### Exercise brief
Update the lines below by swapping "Pick out" for "Mark" wherever it occurs, and leave everything else unchanged.

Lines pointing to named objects
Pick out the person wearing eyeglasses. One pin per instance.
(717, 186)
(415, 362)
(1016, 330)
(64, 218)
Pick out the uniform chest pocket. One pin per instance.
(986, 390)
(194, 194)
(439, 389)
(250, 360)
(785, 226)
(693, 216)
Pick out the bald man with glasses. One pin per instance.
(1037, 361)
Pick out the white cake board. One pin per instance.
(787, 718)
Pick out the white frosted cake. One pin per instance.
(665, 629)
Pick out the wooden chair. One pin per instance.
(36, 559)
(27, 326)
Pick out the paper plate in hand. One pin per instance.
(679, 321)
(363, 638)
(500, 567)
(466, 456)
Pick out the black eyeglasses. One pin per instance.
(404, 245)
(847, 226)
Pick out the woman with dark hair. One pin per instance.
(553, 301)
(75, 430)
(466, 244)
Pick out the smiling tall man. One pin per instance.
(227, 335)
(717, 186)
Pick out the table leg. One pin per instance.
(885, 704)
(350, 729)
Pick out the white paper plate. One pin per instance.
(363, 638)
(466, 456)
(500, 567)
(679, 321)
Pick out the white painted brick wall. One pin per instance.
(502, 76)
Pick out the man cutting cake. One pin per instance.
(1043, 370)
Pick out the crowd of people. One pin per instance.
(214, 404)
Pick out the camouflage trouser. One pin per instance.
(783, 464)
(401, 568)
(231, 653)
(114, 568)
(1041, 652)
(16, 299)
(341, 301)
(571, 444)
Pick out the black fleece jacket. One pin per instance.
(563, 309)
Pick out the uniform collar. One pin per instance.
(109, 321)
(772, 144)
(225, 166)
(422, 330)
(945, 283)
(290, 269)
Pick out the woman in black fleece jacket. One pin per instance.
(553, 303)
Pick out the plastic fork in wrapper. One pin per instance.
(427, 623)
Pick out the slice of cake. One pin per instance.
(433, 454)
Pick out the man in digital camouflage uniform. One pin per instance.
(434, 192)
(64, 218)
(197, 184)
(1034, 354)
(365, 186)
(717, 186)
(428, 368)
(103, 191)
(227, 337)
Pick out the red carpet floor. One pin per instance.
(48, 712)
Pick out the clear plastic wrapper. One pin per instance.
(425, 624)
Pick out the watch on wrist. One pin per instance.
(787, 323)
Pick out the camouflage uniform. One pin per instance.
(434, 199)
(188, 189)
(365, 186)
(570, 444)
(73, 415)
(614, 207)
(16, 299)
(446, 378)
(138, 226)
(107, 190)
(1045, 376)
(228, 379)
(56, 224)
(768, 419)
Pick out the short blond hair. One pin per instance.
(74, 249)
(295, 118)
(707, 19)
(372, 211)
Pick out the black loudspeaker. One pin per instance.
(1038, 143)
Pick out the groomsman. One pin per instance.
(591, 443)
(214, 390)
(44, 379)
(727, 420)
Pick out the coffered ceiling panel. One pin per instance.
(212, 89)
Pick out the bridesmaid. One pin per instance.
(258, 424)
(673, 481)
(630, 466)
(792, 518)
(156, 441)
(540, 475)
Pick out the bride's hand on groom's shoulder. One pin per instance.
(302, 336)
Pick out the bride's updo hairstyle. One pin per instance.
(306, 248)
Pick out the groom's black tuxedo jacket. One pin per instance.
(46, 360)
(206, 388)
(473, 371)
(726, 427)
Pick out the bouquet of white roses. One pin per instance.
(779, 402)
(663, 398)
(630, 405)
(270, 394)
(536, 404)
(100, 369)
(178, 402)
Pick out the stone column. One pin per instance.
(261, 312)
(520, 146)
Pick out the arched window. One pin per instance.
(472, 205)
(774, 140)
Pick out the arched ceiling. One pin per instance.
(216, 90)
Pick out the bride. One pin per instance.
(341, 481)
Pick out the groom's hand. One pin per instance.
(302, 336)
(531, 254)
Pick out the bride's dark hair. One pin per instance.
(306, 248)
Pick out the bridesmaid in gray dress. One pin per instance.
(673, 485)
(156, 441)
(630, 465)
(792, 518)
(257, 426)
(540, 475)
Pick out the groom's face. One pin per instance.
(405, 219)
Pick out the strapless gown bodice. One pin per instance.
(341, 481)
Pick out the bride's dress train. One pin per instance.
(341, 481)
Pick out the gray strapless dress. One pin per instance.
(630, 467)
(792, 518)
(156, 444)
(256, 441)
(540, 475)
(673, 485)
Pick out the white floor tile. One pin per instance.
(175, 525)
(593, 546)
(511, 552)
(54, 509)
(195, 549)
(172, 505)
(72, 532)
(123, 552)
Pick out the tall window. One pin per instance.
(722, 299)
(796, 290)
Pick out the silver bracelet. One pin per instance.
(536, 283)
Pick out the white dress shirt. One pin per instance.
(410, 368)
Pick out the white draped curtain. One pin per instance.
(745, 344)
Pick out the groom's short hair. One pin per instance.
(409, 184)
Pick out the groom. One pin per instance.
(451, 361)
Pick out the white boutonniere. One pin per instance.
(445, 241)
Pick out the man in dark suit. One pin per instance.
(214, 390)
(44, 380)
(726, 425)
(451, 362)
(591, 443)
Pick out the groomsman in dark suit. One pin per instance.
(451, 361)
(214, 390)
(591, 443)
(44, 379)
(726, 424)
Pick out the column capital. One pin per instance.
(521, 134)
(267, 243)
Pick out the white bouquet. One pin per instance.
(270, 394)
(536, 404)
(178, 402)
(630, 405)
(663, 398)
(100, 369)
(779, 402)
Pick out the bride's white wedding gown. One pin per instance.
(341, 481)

### Result of this exercise
Mark the person wearing eyeglasses. One pin per instance.
(717, 186)
(415, 362)
(1016, 330)
(64, 218)
Mark the uniform chest pocket. One pin per instance.
(986, 390)
(194, 194)
(439, 389)
(250, 360)
(785, 226)
(693, 216)
Mark the bald man with glasses. One pin per instance.
(1037, 361)
Mark the white cake board. One pin per instance.
(787, 718)
Mark the white frosted cake. One pin per instance.
(665, 629)
Mark the wooden chair. One pin per instance.
(36, 559)
(27, 326)
Mark the paper plate in hand. One pin per instance.
(679, 321)
(363, 638)
(500, 567)
(466, 456)
Mark the black eyeglasses. One pin per instance.
(404, 245)
(847, 226)
Mark the woman with dark hair. One pin per instance.
(553, 301)
(75, 430)
(466, 244)
Mark the smiling tall man. One pin per instance.
(227, 335)
(717, 186)
Mark the table leg. One pin per instance.
(885, 704)
(350, 729)
Mark the white paper plate. One pin per instance.
(363, 638)
(466, 456)
(500, 567)
(679, 321)
Mark the white painted brick wall. One pin per instance.
(502, 76)
Mark the man cutting cake. One pin per instance.
(1043, 370)
Mark the crowd of people. One pin per instance.
(214, 404)
Mark the camouflage trouser. One pin per instance.
(783, 464)
(401, 568)
(231, 653)
(114, 568)
(1041, 652)
(16, 299)
(341, 301)
(571, 444)
Mark the black fleece jacket. One pin per instance.
(563, 309)
Mark the uniform collar. One pin per instance.
(109, 321)
(772, 144)
(225, 166)
(422, 330)
(945, 283)
(290, 269)
Mark the woman in black fleece jacket. One pin per instance.
(553, 303)
Mark the plastic fork in wrapper. One pin per instance.
(427, 623)
Mark the slice of cake. One pin per instance.
(433, 454)
Mark the man in digital camouflage uniform. One pin per instance.
(434, 192)
(64, 218)
(197, 184)
(1034, 354)
(365, 186)
(717, 186)
(428, 368)
(103, 191)
(227, 337)
Mark the red carpet floor. One pin per instance.
(48, 712)
Mark the clear plastic wrapper. One pin per instance.
(425, 624)
Mark the watch on wrist. One pin per instance.
(787, 323)
Mark the camouflage uniform. One pin per instance.
(434, 199)
(188, 189)
(365, 186)
(570, 444)
(73, 415)
(614, 207)
(16, 299)
(446, 378)
(138, 226)
(107, 190)
(1045, 376)
(228, 379)
(56, 224)
(768, 419)
Mark the short blond hair. One pin per instance.
(74, 249)
(295, 118)
(707, 19)
(372, 211)
Mark the black loudspeaker. One pin per instance.
(1038, 143)
Mark the groomsman. One pin per instance.
(591, 443)
(214, 390)
(44, 379)
(727, 420)
Mark the coffered ceiling panel. One pin per instance.
(212, 89)
Mark the bridesmaid. One pin per instance.
(258, 424)
(673, 481)
(630, 466)
(792, 518)
(156, 441)
(540, 475)
Mark the bride's hand on groom's shoulder. One pin per instance.
(302, 336)
Mark the bride's updo hairstyle. One pin per instance.
(306, 248)
Mark the groom's black tuxedo jacket. One pin per instance.
(46, 360)
(206, 388)
(473, 371)
(726, 427)
Mark the bouquet of white roses. One pin per instance.
(779, 402)
(663, 398)
(630, 405)
(270, 394)
(536, 404)
(100, 369)
(178, 402)
Mark the stone column. One pin per instance.
(261, 312)
(520, 146)
Mark the arched window. One pin per instance.
(472, 205)
(774, 140)
Mark the arched ceiling. One pin per instance.
(216, 90)
Mark the bride. One pin per instance.
(341, 481)
Mark the groom's hand. One pin per instance.
(302, 336)
(531, 254)
Mark the bride's dark hair. One pin per instance.
(306, 248)
Mark the bridesmaid in gray dress. One pin per instance.
(673, 485)
(156, 441)
(630, 465)
(792, 518)
(257, 426)
(540, 475)
Mark the groom's face. One pin per instance.
(405, 219)
Mark the strapless gown bodice. One pin per instance.
(341, 481)
Mark the bride's dress train. One pin per instance.
(341, 481)
Mark the gray strapless dress. One pin per instance.
(630, 467)
(792, 518)
(156, 444)
(256, 441)
(540, 475)
(673, 485)
Mark the white floor tile. One pin per instance.
(175, 525)
(593, 546)
(511, 552)
(54, 509)
(195, 549)
(172, 505)
(72, 532)
(123, 552)
Mark the tall window. One pin per instance.
(722, 299)
(796, 290)
Mark the silver bracelet. One pin per instance.
(536, 283)
Mark the white dress shirt. One pin per instance.
(410, 368)
Mark the white draped curtain. One pin per instance.
(745, 344)
Mark the groom's short hair. One pin per instance.
(409, 184)
Mark the groom. One pin per instance.
(451, 361)
Mark the white boutonniere. One pin per instance.
(445, 241)
Mark the man in dark suit. One pin per instance.
(214, 390)
(44, 380)
(726, 425)
(451, 362)
(591, 443)
Mark the groomsman in dark suit. One pin per instance.
(451, 361)
(214, 390)
(591, 443)
(44, 379)
(726, 424)
Mark the column capital. One pin per instance.
(521, 134)
(267, 243)
Mark the white bouquet. One pin per instance.
(270, 394)
(536, 404)
(178, 402)
(630, 405)
(663, 398)
(100, 369)
(779, 402)
Mark the bride's white wedding gown. One pin per instance.
(341, 481)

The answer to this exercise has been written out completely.